Pictures appear among the records. Write out all else exactly as it stands.

____ EXCERPTED RECORDS

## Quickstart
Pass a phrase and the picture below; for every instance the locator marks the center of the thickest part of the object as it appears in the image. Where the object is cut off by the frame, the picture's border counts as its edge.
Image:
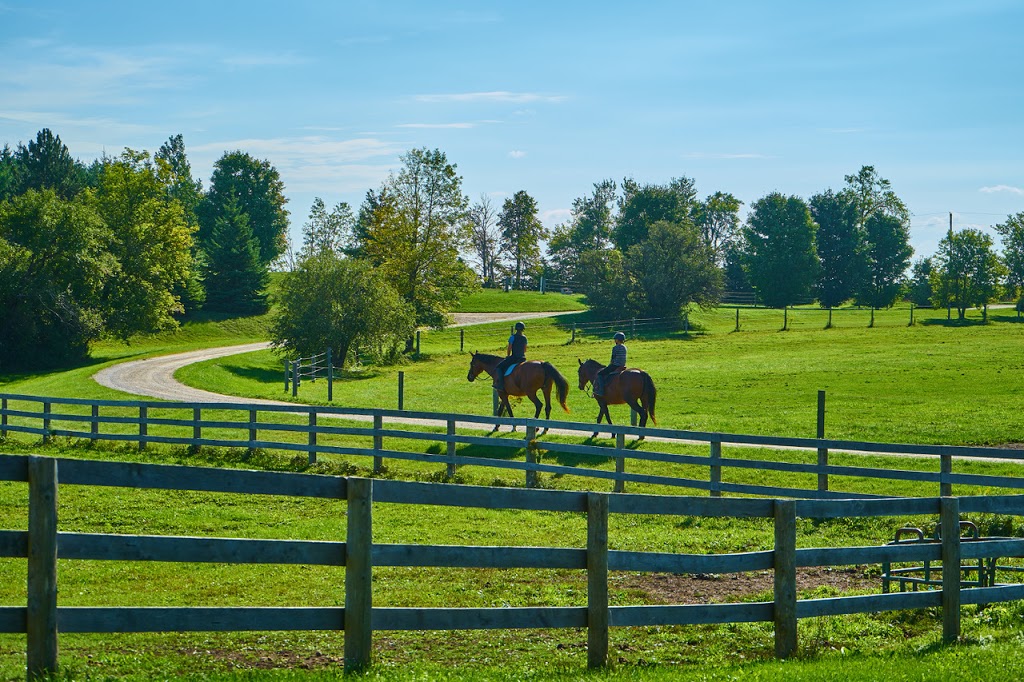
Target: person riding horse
(515, 353)
(616, 365)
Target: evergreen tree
(842, 247)
(778, 250)
(236, 276)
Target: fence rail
(42, 544)
(315, 431)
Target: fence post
(945, 469)
(41, 614)
(252, 429)
(530, 455)
(822, 452)
(378, 442)
(451, 448)
(197, 428)
(949, 520)
(46, 422)
(330, 377)
(358, 574)
(312, 436)
(143, 426)
(620, 462)
(597, 580)
(785, 578)
(716, 468)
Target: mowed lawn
(929, 383)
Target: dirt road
(154, 377)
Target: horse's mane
(487, 357)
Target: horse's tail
(649, 395)
(560, 383)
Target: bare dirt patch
(714, 588)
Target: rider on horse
(616, 365)
(515, 352)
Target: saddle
(512, 368)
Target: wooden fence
(314, 430)
(42, 544)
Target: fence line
(42, 544)
(183, 424)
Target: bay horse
(526, 379)
(634, 387)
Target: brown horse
(526, 379)
(633, 387)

________

- EXERCISE SOLUTION
## Quickstart
Pass a phrase and the picture below; for every instance the locator marks the center of the thickest part of the object as it appears in the image. Where the object is cut off by the frame, the picture's border counts as its edge.
Image:
Target: person riding horse
(515, 353)
(616, 365)
Target: evergreen tree
(842, 247)
(778, 250)
(236, 276)
Target: fence rail
(42, 544)
(315, 431)
Target: fence post
(945, 469)
(41, 614)
(252, 429)
(530, 455)
(822, 452)
(378, 442)
(451, 448)
(197, 428)
(949, 520)
(46, 422)
(330, 377)
(358, 574)
(312, 436)
(143, 426)
(620, 462)
(597, 580)
(785, 578)
(716, 468)
Target: mowed lawn
(929, 383)
Target: dirt road
(154, 377)
Target: horse's mane
(487, 357)
Target: horse's tail
(649, 395)
(560, 383)
Target: bare dirt patch
(714, 588)
Target: rider on horse
(616, 365)
(515, 352)
Target: saddle
(512, 368)
Target: wooden fence
(314, 430)
(42, 544)
Target: fence line
(42, 544)
(183, 424)
Target: bay horse
(526, 379)
(634, 387)
Target: brown horse
(526, 379)
(633, 387)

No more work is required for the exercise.